» Task objective
The material below holds a span beginning at the line with "Query: pink cloud" and ending at the line with "find cloud streak". Quote that span exactly, both ends included, and only that span.

» Material for the task
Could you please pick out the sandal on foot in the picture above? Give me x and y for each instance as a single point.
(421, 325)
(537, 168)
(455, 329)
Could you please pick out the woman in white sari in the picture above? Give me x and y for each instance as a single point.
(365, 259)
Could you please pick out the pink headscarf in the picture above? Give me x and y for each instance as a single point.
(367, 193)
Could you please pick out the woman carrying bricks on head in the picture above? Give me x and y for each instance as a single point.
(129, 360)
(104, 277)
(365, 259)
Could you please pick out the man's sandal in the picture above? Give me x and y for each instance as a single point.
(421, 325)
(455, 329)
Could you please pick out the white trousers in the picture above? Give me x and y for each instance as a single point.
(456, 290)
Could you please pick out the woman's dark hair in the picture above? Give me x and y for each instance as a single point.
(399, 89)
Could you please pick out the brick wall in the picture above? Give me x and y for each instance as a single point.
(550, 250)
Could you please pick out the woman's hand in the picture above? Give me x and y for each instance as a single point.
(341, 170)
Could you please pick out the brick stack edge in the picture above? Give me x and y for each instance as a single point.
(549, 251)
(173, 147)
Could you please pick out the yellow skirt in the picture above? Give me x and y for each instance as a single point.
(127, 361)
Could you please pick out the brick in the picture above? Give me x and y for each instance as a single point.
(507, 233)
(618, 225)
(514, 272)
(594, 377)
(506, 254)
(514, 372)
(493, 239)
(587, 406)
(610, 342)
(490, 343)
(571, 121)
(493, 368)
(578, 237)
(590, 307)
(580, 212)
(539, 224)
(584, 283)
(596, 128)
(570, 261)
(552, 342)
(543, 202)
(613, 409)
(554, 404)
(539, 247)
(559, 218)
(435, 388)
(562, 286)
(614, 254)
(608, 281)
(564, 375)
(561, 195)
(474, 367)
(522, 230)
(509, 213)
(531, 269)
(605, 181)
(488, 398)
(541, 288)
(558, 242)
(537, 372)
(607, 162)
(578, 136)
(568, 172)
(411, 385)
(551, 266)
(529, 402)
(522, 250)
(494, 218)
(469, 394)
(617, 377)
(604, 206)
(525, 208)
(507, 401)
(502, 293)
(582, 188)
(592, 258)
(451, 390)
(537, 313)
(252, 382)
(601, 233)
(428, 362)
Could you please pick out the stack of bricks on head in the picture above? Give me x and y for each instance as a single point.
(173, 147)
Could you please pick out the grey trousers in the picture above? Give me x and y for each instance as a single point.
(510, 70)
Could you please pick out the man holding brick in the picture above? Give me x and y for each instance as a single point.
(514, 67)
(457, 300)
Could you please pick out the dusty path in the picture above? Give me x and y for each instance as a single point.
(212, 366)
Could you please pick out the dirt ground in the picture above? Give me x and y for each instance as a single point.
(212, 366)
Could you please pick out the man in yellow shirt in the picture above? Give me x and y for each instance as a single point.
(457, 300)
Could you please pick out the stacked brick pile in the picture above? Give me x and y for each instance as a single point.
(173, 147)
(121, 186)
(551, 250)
==
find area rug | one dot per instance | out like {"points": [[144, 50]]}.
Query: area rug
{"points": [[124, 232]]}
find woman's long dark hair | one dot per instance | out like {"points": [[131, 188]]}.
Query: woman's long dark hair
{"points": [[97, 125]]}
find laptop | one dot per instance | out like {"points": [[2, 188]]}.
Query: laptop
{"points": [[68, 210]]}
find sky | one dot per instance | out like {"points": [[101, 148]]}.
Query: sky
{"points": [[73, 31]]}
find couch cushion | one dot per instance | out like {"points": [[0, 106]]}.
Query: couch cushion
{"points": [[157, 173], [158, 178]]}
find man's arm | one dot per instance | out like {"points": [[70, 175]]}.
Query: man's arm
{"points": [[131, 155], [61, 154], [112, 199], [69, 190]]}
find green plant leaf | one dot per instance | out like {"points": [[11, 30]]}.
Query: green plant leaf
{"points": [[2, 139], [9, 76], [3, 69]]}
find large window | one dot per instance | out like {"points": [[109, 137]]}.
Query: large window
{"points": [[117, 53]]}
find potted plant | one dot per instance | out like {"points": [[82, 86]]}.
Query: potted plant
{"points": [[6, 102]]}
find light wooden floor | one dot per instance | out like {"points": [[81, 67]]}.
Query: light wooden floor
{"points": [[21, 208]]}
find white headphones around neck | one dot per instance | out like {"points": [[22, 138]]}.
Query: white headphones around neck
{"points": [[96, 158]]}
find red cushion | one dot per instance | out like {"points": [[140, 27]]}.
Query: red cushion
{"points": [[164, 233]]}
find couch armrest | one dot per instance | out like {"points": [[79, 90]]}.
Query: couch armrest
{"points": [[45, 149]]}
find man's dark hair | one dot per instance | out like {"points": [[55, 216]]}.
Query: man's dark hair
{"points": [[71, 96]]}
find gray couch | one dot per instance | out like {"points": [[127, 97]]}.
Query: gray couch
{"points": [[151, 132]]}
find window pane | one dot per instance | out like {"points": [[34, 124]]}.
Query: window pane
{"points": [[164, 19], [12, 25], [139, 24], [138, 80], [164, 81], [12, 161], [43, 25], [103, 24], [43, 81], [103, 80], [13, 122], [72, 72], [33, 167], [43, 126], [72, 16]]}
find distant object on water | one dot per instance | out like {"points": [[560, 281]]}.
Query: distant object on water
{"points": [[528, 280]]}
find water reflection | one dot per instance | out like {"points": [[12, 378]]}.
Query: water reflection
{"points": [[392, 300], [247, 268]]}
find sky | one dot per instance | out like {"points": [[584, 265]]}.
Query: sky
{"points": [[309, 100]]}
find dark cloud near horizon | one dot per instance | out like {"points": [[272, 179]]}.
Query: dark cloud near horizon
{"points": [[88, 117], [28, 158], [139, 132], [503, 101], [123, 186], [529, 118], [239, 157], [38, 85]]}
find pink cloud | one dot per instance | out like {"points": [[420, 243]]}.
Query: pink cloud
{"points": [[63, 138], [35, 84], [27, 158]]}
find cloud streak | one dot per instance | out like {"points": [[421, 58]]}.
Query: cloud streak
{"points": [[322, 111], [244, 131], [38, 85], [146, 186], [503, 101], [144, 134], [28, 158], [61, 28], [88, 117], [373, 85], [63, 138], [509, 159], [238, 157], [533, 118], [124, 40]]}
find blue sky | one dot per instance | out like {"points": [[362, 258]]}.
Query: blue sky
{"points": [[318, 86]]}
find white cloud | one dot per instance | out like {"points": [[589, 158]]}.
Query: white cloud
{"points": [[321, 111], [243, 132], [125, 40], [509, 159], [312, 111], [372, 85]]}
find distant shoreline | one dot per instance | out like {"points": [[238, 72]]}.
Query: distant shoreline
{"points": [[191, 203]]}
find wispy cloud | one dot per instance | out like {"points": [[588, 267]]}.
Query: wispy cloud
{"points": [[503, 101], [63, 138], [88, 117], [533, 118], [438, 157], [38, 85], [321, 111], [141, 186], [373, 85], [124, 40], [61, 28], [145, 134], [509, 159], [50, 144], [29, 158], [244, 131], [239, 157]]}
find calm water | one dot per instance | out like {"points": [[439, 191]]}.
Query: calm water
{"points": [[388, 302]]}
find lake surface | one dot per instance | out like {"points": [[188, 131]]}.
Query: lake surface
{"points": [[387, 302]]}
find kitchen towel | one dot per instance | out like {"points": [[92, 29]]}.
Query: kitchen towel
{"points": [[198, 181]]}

» Solution below
Query: pink cloud
{"points": [[63, 138], [35, 84], [27, 158]]}
find cloud streak | one dot per instance | out like {"points": [[421, 58]]}.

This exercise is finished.